▶ _EXERCISES TO COMPLETE_
A – Using the article on Brittany Maynard's end-of-life decision, decide whether each statement agrees with it. Answer yes or no for each, and quote the words from the article that settle it.
(i) Doctors first predicted that Maynard had 10 years to live.
(ii) Maynard and her husband moved to Washington.
(iii) Maynard chose Nov. 1 because that date is her husband's birthday.
B – According to the article on Brittany Maynard's end-of-life decision, which organization partnered with Maynard to launch the Brittany Maynard Fund?
C – Write the next part of the article on Brittany Maynard's end-of-life decision, picking up after its final sentence.

▶ _PAGE EXCERPT_
########################################

After going to the doctor with painful headaches earlier this year, Maynard was diagnosed with a brain tumor. Doctors predicted she had 10 years to live. But just three months later, her tumor had grown significantly, even after surgery. Maynard had glioblastoma, the deadliest form of brain cancer. At best, she would only survive another few months.
After reviewing her limited options, Maynard decided that choosing to end her life was the best option for her. She said it took time for her family to fully accept her decision.
"It took people a while to come around to agreeing with me," Maynard told ABC. "Those who love you are never going to jump on board right away."
So she and her husband left their home in the San Francisco Bay Area and moved to Oregon, one of the five states in the U.S. that have "death with dignity" laws.
"We all just realized that I am terminally ill and I'm dying and I would just prefer to die with less pain and less suffering," Maynard said.
Maynard will die at home, peacefully, with her husband and loved ones by her side. She will end her own life using medication prescribed to her by a doctor.
She chose Nov. 1 because her husband's birthday is in late October and she wants to celebrate with him one last time.
Make no mistake, Maynard says what she has chosen for herself is not suicide.
"There is not a cell in my body that is suicidal or that wants to die," she told People Magazine. "I want to live. I wish there was a cure for my disease but there's not."
Maynard is now dedicating her remaining time to advocating for increased end-of-life options nationwide. She wants all Americans who are terminally ill and mentally competent to be able to access death-with-dignity care without having to relocate as she did. Monday, Maynard launched the Brittany Maynard Fund in partnership with Compassion & Choices to expand death-with-dignity laws in other states.

########################################

▶ _DATA FOR ANALYSIS_

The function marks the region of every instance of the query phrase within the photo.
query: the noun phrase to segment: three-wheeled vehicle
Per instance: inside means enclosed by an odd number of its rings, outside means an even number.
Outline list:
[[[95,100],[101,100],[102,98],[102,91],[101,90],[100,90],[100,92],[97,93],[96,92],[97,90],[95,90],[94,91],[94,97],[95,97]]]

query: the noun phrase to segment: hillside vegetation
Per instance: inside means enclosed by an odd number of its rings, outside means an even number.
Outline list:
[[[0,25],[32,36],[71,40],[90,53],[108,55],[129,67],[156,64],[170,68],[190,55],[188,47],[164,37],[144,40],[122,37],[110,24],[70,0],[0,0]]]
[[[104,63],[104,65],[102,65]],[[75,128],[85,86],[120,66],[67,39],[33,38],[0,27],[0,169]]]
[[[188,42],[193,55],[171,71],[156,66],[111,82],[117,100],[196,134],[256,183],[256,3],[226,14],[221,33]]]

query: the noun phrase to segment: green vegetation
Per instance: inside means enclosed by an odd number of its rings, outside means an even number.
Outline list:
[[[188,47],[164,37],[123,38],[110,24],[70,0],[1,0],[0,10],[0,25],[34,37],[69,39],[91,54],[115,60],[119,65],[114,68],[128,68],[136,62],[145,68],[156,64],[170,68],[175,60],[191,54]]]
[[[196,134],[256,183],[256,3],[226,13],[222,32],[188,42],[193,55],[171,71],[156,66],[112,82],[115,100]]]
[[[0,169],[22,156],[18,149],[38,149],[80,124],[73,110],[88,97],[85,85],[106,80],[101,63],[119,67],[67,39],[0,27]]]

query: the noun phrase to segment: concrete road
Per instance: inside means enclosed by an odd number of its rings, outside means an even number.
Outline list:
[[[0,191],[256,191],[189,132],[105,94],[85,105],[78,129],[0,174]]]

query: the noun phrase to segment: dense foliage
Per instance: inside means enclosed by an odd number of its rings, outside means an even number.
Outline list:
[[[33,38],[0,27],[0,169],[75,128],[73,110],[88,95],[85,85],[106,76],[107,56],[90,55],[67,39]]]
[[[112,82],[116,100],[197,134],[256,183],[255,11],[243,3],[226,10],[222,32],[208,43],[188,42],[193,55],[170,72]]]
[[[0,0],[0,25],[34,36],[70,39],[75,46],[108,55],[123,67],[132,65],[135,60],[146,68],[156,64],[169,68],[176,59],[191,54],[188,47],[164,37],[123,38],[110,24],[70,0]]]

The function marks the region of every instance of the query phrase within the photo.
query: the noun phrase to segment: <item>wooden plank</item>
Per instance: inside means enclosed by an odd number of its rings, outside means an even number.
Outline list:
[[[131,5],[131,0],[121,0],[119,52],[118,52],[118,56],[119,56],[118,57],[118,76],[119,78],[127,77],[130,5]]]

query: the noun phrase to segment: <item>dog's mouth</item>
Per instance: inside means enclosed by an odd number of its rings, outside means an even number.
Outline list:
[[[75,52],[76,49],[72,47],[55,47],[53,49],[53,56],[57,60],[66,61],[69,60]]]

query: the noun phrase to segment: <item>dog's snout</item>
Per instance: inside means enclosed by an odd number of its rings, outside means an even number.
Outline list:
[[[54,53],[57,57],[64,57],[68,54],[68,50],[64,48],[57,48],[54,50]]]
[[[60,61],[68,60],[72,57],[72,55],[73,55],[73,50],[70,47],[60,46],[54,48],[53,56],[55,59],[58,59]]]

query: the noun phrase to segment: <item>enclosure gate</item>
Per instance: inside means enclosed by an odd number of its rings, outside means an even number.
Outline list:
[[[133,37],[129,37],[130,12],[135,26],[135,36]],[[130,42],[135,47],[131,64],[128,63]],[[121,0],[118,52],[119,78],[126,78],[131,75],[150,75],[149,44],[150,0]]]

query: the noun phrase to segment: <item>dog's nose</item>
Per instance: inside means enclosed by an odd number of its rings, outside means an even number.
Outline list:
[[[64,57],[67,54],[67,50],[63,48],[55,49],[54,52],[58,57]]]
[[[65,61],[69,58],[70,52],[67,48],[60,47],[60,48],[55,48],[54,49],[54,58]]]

########################################

▶ _WRITTEN ANSWERS_
A –
(i) Yes: "Doctors predicted she had 10 years to live."
(ii) No: "moved to Oregon, one of the five states in the U.S. that have "death with dignity" laws."
(iii) No: "She chose Nov. 1 because her husband's birthday is in late October and she wants to celebrate with him one last time."

B – Compassion & Choices.

C –
VIDEO: Watch Maynard and her family discuss her choice
Maynard says she is introverted by nature and although the attention has been overwhelming, the issue was too important to ignore.
"I think the idea of education and advocacy for this cause is just something that when I was asked, I just couldn't turn my back on," she said.
The response to her video has been beyond what she expected.
"I woke up to a billion texts from my friends saying that had seen it or read it," Maynard said.
Last month, Maynard was hospitalized following seizures. Maynard is managing her pain with medication, but says her exhaustion levels are increasing. But, she says, her deteriorating condition only affirms the choice she is making.
Maynard is focusing on spending time with friends and family and continuing her love for travel. She's recently made trips to Alaska and Yellowstone National Park and hopes to make it to the Grand Canyon.
"I hope to enjoy however many days I have on this beautiful Earth and spend as much of it outside as I can surrounded by those I love," she said in the video.